Challenge –
Turn the records below into a numbered list, leaving out any blank lines.

(Point annotation dataset records)
★ ★ ★
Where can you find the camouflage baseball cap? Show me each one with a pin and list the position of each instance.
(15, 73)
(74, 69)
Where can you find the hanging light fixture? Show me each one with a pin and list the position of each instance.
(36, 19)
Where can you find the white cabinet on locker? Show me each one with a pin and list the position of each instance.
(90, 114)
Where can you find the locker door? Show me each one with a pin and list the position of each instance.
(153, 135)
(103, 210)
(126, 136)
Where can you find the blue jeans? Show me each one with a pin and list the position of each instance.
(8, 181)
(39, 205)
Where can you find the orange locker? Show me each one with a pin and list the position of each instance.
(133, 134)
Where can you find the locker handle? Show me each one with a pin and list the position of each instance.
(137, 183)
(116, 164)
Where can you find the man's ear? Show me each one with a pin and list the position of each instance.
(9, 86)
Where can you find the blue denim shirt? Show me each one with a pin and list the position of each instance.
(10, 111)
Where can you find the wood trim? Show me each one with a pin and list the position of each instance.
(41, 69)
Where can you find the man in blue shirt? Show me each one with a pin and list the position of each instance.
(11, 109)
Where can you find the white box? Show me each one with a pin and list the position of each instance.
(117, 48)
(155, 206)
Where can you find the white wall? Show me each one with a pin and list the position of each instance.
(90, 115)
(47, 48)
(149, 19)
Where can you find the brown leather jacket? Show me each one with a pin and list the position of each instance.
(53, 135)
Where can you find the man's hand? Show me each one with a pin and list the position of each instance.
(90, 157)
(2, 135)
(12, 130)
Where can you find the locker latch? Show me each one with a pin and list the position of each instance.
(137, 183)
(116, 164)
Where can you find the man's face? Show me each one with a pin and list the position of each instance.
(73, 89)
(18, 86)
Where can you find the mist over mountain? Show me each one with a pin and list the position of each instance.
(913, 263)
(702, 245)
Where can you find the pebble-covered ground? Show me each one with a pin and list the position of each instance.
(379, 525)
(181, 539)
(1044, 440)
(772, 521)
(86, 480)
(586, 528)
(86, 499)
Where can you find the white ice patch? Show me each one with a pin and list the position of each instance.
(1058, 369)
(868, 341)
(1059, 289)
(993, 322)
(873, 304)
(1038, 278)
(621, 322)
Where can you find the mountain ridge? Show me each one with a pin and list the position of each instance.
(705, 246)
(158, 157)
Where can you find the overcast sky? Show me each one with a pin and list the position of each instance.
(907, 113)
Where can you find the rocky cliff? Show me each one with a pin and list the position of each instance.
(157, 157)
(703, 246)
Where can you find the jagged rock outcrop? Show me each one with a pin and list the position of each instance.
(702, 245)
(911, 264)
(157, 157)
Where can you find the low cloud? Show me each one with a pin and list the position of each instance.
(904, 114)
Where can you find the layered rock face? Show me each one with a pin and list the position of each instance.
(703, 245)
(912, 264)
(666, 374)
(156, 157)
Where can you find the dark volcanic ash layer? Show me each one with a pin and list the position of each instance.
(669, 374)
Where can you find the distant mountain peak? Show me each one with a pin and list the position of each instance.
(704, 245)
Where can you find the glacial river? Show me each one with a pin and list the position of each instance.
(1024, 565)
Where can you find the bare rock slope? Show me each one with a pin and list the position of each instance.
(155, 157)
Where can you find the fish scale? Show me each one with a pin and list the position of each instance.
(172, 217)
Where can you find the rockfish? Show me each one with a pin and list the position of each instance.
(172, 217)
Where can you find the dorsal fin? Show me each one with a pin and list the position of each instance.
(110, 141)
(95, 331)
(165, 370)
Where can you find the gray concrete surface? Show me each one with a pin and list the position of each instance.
★ ★ ★
Solution to this problem –
1. Where can you find the camouflage baseball cap? Show me each one with a pin and list the position of each instance.
2. (15, 73)
3. (74, 69)
4. Where can you find the hanging light fixture? Show me each one with a pin and list the position of each instance.
5. (36, 19)
6. Where can you find the white cabinet on locker? Show me each one with a pin and list the position of each instance.
7. (90, 114)
8. Where can you find the locker door? Show me each one with a pin and list the position of each instance.
9. (153, 135)
10. (103, 210)
11. (126, 136)
12. Where can you find the blue jeans? Show me each one with a pin and list the position of each instance.
13. (8, 181)
14. (39, 205)
15. Where can you find the orange locker? Show me each one with a pin and list the position of each instance.
16. (133, 134)
17. Where can you find the locker handle? Show me each one with a pin and list the position of each instance.
18. (137, 183)
19. (116, 164)
20. Where can you find the man's ear? Show me each one with a pin and list the position of each instance.
21. (9, 86)
22. Where can you find the blue denim shirt? Show me each one with a pin and list the position of each instance.
23. (10, 111)
24. Where can you find the wood trim? Show me each one with a pin and list the position of each instance.
25. (41, 69)
26. Where can you find the man in blue shirt? Show me each one with a pin and list the position of each instance.
27. (11, 109)
28. Where can you find the white box? Show me each one with a pin and list the position of each instance.
29. (117, 48)
30. (155, 206)
31. Where can you find the white wall? Show me each one with a pin and list the position of each instance.
32. (90, 115)
33. (47, 48)
34. (149, 19)
35. Where can you find the brown leather jacket? Show me each one with a pin and list the position of each instance.
36. (53, 135)
37. Where can you find the man's hand? Show me each one with a pin and list the position of each instance.
38. (90, 157)
39. (2, 135)
40. (12, 130)
41. Where can you find the locker latch? Show me each one with a pin and list the position of each instance.
42. (137, 183)
43. (116, 164)
44. Where can you find the man's face? Show me each one with a pin and list the position of each instance.
45. (73, 89)
46. (18, 86)
47. Where can you find the mist over mountain? Show me each one with a pin and list the position of each instance.
48. (913, 263)
49. (702, 245)
50. Where can you find the pebble-covered ground? Show me each one with a pin and list the position of each instance.
51. (379, 525)
52. (181, 539)
53. (1044, 440)
54. (772, 521)
55. (86, 480)
56. (586, 528)
57. (86, 499)
58. Where can you find the white ice patch? Show me each one with a pin and list the position of each instance.
59. (1058, 369)
60. (868, 341)
61. (1059, 289)
62. (993, 322)
63. (873, 304)
64. (1038, 278)
65. (621, 322)
66. Where can you find the mountain ridge? Show me each one with a pin and list the position of each instance.
67. (705, 246)
68. (158, 157)
69. Where can you find the overcast sky? Show me each one with a pin and list the position of each instance.
70. (907, 113)
71. Where can you find the rocky cliff? Show me each one with a pin and list the position of each instance.
72. (157, 157)
73. (703, 246)
74. Where can you find the jagged rock outcrop? Show me each one with a pin and list the position of each instance.
75. (702, 245)
76. (911, 264)
77. (157, 157)
78. Where can you find the low cloud? Show me each one with a pin and list the position of each instance.
79. (904, 114)
80. Where can you find the layered rock face? Show me each one with a pin and list the position of each instance.
81. (703, 245)
82. (912, 264)
83. (666, 374)
84. (156, 157)
85. Where can you find the dark volcanic ash layer? Show me each one with a pin and list the position of each instance.
86. (669, 374)
87. Where can you find the distant mountain peak? Show me each one with a pin and list the position of each instance.
88. (704, 245)
89. Where can you find the glacial river? Show me each one with a pin and list the position of each instance.
90. (1024, 565)
91. Where can you find the bare rock slope? Show me each one with a pin and list the position of each instance.
92. (155, 157)
93. Where can you find the fish scale? Show me each one with a pin and list the position of each instance.
94. (172, 217)
95. Where can you find the rockfish? Show me each one with a pin and list the position of each instance.
96. (172, 217)
97. Where can you find the dorsal fin? Show me each one with a pin and list the position of each instance.
98. (110, 141)
99. (95, 331)
100. (165, 370)
101. Where can you find the gray concrete surface? Show me each one with a pin and list the position of each instance.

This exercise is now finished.